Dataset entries
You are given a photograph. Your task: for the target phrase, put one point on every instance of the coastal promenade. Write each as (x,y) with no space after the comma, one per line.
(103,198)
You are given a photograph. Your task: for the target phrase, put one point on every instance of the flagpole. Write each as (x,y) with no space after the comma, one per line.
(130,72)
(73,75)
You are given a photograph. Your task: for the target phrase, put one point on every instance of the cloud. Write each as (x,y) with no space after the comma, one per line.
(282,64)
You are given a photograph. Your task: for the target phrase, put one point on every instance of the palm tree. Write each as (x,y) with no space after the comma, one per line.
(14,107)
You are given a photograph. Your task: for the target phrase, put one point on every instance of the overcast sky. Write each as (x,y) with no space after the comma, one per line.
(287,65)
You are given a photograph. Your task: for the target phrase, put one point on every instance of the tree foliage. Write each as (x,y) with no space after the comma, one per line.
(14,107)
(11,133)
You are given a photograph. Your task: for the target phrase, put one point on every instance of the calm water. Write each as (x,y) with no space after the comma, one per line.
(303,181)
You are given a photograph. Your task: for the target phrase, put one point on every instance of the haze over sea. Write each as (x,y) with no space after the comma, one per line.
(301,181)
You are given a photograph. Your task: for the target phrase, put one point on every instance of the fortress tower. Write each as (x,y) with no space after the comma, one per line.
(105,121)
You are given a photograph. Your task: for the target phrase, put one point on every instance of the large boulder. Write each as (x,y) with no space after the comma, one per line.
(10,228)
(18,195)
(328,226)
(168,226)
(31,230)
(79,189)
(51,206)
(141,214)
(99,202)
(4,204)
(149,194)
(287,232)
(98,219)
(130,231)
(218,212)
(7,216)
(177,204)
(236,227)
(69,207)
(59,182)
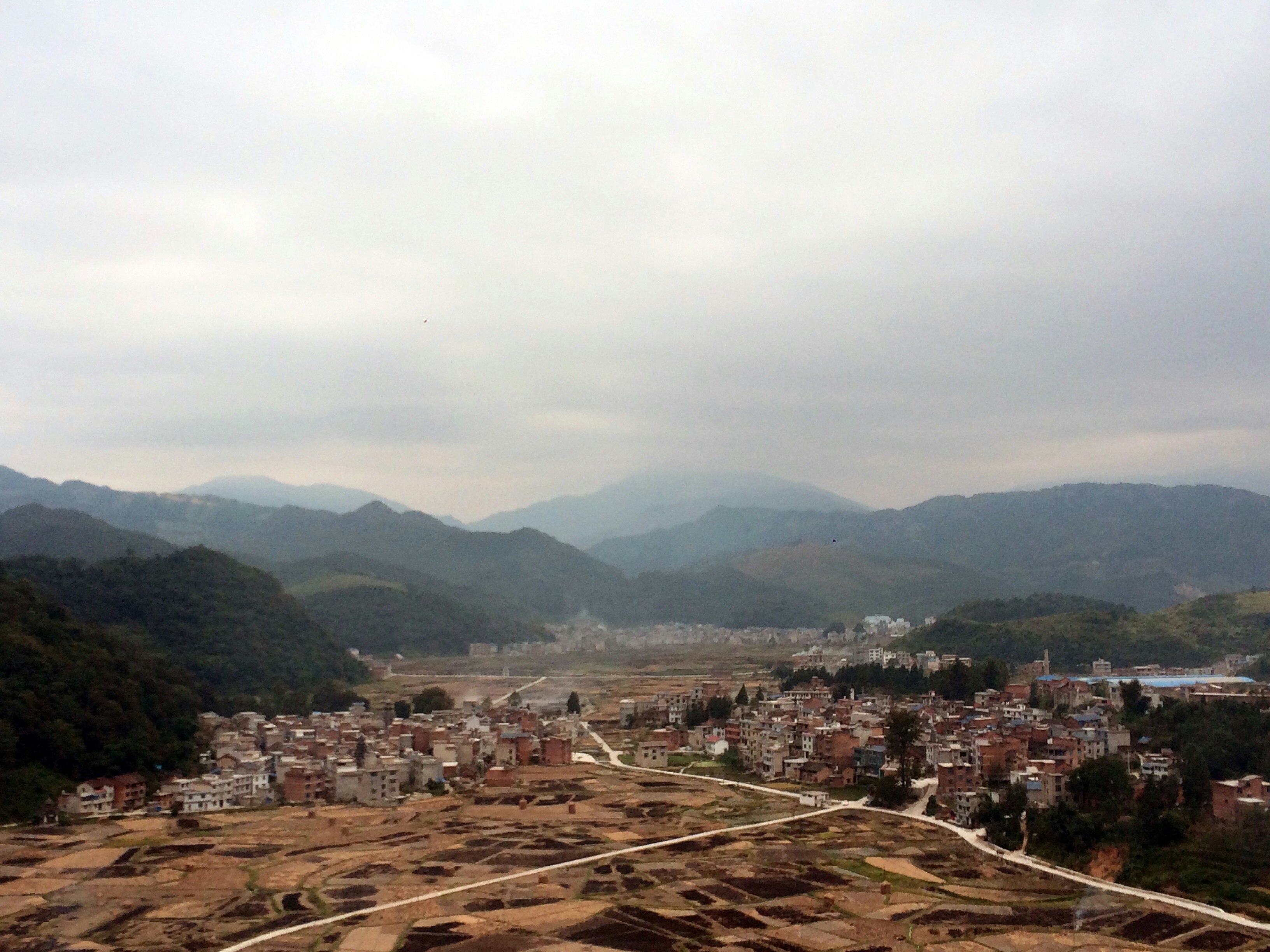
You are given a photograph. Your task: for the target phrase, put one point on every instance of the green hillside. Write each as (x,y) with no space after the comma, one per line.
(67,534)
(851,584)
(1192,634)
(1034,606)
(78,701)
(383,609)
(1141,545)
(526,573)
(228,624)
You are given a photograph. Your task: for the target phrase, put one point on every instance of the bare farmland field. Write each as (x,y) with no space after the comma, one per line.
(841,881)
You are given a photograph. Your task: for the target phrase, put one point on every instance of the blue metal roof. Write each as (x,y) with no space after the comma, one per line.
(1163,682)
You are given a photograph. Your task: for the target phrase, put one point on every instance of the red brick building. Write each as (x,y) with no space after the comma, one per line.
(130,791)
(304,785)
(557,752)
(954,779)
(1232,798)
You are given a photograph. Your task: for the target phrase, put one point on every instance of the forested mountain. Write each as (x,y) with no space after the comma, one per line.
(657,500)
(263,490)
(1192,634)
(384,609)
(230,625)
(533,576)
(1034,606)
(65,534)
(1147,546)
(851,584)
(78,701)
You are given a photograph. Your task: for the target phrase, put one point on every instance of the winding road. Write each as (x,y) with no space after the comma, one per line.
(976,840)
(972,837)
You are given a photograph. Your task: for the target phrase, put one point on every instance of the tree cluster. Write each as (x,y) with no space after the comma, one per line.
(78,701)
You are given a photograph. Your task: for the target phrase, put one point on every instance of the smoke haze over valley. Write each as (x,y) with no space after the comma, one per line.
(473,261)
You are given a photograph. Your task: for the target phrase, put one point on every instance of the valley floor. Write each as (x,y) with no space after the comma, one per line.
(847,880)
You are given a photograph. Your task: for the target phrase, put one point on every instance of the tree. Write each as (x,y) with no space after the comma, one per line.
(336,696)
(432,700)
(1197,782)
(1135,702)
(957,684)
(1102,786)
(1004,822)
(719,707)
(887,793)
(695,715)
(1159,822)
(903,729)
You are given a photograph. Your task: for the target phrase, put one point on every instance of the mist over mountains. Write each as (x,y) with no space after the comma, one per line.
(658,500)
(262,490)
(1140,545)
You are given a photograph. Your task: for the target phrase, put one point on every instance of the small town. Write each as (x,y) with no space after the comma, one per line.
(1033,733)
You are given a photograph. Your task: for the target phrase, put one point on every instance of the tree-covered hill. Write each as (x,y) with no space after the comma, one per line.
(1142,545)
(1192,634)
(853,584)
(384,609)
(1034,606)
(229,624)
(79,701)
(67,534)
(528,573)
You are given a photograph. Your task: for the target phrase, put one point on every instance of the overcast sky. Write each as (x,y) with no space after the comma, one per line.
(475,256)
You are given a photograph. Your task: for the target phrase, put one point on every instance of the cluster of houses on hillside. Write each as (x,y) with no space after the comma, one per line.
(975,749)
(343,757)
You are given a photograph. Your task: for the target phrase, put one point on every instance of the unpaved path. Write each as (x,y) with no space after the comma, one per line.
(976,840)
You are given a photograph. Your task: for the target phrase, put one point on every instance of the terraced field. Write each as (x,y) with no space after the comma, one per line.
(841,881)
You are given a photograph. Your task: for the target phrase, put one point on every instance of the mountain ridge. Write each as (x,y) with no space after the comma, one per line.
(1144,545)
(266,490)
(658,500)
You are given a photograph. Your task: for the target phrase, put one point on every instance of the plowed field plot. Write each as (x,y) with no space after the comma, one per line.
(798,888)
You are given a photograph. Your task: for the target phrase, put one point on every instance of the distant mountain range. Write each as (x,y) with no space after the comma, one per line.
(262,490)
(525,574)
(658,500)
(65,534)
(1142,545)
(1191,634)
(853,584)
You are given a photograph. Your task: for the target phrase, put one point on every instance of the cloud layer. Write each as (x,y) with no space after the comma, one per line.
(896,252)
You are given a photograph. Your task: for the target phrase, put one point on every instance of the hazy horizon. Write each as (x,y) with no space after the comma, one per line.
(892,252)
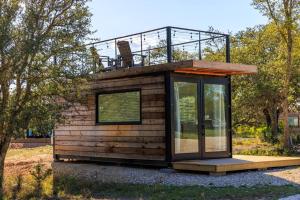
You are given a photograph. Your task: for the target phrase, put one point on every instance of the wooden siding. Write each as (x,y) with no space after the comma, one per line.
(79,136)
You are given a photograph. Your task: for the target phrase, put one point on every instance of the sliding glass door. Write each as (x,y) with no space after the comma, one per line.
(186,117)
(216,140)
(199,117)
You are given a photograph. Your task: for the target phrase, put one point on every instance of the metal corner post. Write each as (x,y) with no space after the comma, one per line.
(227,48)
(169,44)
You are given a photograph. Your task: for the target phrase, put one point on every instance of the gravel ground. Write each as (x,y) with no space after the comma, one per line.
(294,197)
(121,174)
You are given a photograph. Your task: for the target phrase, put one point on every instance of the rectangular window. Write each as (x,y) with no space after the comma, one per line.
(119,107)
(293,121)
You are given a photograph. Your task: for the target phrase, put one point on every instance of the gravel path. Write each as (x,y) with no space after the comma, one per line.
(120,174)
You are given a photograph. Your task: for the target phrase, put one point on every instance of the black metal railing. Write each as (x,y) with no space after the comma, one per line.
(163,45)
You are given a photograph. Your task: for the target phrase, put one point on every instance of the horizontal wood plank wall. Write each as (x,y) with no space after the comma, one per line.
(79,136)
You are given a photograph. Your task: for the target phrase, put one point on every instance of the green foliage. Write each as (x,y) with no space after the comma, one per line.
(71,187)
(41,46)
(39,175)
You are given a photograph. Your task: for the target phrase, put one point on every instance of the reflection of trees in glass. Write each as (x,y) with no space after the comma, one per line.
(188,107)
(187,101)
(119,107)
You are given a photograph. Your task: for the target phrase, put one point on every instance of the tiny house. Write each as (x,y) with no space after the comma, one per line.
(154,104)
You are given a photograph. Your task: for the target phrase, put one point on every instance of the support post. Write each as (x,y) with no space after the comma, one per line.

==

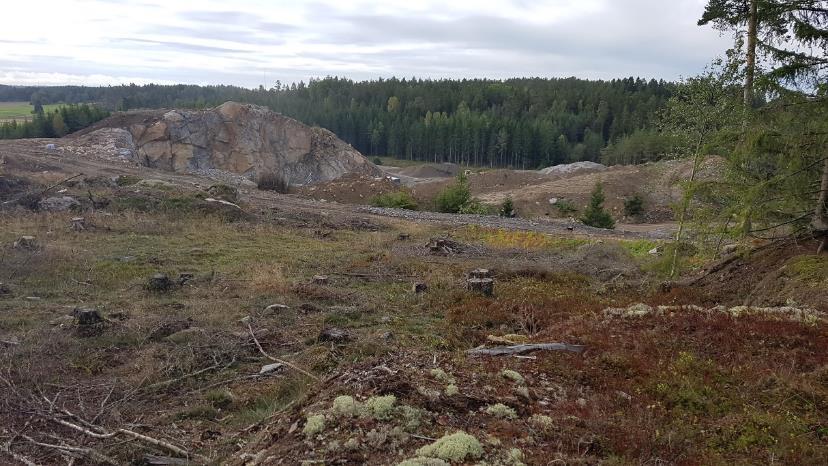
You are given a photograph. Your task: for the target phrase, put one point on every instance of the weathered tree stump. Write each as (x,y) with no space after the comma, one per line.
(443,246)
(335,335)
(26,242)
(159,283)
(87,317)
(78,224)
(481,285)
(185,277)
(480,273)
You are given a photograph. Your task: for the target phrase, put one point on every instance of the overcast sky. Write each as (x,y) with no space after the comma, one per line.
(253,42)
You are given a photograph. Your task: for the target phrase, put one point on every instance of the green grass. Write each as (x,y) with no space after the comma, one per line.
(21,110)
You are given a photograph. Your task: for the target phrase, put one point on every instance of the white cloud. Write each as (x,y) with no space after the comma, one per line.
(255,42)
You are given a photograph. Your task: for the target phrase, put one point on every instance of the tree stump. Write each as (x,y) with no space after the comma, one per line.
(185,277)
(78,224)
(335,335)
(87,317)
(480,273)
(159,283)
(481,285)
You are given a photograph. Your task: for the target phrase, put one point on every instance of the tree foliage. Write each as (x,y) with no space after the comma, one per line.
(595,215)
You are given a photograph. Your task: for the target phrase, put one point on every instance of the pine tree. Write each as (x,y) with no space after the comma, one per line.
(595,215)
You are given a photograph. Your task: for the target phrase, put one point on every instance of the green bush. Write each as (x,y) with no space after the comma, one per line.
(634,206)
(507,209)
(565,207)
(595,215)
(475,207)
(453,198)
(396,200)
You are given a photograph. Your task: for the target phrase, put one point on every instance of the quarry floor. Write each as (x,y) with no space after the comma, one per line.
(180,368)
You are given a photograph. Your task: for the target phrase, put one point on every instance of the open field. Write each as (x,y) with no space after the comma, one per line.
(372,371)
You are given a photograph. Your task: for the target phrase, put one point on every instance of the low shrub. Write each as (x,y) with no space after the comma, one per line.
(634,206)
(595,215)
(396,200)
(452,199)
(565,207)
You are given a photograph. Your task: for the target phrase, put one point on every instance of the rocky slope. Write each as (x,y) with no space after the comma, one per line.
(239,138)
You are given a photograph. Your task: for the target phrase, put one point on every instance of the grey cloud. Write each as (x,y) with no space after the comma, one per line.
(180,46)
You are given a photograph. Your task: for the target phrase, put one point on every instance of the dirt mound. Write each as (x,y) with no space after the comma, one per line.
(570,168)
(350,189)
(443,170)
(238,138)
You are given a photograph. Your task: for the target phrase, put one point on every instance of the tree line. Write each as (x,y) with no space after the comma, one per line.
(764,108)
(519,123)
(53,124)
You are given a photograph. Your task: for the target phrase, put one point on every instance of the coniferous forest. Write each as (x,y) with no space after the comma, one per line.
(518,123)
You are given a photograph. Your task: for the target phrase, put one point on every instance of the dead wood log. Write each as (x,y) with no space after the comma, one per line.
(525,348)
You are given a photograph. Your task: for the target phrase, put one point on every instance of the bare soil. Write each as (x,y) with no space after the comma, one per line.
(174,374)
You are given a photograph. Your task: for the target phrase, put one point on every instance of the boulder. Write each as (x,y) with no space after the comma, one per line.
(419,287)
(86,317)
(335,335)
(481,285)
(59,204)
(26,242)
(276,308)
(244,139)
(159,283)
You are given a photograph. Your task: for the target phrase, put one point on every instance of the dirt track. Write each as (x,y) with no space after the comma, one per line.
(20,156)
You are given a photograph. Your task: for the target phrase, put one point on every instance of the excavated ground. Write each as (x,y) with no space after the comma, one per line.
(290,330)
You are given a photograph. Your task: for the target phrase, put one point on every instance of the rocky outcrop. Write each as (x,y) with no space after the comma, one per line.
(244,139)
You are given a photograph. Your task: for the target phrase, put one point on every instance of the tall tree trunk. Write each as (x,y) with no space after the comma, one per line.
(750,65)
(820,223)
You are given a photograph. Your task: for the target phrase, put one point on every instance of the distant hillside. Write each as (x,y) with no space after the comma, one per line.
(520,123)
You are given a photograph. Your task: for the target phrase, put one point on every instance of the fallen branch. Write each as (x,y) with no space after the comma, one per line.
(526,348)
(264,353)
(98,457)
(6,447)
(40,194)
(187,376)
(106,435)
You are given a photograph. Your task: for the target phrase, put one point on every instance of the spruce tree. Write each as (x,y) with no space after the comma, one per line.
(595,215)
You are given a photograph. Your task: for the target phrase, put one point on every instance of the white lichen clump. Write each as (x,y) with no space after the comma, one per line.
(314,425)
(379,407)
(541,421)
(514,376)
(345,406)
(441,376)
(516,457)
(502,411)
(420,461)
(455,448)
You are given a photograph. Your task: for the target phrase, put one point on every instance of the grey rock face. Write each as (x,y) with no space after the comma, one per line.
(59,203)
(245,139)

### Task to complete:
Using the entries shown above, reproduce verbatim the lines from the line bearing "of the tiny" to the line bearing "of the support", inclusive.

### Answer:
You are given a photograph. Your task: for the target phrase, put one point on every instance of the tiny house. Write each as (x,y) with no space after the comma, one per line.
(154,104)
You are given a photograph. Your task: for the target phrase, put one point on every instance of the support post. Write each as (x,y) with no space after the comma, one per line.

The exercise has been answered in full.